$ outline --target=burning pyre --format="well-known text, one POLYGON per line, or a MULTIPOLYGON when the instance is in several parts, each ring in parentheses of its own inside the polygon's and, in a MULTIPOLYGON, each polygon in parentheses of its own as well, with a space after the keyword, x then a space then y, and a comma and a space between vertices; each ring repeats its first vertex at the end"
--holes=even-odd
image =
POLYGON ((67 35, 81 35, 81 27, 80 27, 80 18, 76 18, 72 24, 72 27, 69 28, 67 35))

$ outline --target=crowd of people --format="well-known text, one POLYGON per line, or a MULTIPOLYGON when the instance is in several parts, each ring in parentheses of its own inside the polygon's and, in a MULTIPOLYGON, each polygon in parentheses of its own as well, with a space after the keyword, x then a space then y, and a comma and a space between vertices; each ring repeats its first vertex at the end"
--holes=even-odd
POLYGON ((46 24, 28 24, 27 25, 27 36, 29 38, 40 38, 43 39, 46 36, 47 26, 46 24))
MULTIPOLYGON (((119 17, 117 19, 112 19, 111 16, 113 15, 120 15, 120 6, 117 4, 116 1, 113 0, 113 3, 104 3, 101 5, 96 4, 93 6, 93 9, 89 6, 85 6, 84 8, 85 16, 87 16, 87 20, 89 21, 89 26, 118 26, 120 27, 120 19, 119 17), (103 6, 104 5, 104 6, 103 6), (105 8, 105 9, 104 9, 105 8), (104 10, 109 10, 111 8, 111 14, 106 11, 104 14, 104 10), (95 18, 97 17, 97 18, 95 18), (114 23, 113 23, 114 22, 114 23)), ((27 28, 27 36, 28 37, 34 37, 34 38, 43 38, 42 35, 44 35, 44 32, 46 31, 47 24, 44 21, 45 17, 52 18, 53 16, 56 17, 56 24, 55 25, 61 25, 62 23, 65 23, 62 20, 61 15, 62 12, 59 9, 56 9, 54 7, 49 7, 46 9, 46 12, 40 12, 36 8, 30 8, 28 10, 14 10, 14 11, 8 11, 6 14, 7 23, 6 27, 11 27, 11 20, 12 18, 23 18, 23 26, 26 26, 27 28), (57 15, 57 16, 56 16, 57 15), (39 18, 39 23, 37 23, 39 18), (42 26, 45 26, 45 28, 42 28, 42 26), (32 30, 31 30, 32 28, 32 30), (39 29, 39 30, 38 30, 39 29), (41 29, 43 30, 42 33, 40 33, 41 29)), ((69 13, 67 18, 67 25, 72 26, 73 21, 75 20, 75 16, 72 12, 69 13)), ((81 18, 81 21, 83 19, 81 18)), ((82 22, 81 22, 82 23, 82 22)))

◆ **WHAT IS BEING ASKED**
Reproduce the records verbatim from the line containing "outline --target=crowd of" up to and including the line containing "POLYGON ((46 24, 28".

◆ **FINISHED EXERCISE**
$ outline --target=crowd of people --format="well-known text, one POLYGON per line, or a MULTIPOLYGON when the instance is in several parts, each ring in parentheses of its own inside the polygon's and, in a MULTIPOLYGON, each polygon in parentheses of its own as well, with a space after the keyword, x then a space then y, and a comma and a space between vertices; each ring repeats its first vertex at the end"
--holes=even-odd
POLYGON ((46 24, 28 24, 27 25, 27 36, 29 38, 40 38, 43 39, 46 36, 47 26, 46 24))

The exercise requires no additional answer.